(Segmentation annotation items)
[Start]

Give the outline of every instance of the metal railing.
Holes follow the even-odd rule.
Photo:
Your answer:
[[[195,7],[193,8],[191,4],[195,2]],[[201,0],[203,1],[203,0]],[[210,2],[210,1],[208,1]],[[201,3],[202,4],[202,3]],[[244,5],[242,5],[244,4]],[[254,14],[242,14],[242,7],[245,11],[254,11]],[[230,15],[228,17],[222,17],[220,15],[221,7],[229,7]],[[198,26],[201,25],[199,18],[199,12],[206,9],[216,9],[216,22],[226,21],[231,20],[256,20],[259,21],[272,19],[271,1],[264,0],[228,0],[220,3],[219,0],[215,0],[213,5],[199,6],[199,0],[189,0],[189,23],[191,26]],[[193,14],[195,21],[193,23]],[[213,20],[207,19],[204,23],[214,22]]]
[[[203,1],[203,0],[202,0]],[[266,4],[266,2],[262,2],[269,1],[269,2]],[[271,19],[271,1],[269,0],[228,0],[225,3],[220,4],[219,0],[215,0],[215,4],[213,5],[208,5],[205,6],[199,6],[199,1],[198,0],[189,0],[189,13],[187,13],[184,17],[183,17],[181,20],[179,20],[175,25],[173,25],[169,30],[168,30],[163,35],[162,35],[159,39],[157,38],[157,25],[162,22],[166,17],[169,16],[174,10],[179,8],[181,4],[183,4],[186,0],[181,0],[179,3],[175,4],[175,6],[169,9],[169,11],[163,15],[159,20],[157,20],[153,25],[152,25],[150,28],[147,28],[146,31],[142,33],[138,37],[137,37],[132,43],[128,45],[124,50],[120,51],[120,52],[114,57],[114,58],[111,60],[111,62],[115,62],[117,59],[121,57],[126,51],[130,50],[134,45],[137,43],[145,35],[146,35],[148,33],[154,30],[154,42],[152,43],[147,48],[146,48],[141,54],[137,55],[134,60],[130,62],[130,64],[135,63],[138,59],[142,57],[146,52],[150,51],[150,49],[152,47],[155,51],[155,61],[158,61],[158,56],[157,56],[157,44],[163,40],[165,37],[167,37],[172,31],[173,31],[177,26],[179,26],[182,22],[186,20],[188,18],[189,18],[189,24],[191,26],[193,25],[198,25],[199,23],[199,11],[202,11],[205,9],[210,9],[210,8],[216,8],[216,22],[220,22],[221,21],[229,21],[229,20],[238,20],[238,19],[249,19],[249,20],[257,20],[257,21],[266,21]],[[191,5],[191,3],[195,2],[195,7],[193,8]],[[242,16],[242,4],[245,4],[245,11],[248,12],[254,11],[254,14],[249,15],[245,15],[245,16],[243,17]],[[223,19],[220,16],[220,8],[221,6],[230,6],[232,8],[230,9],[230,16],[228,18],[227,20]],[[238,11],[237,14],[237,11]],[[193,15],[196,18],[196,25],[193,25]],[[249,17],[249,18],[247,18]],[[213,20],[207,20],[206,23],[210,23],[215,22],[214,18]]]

[End]

* [WRITTEN TASK]: How many lines of the items above contain the string "Give"? Match case exactly, and reply with the number alone.

* [EXPECTED ANSWER]: 1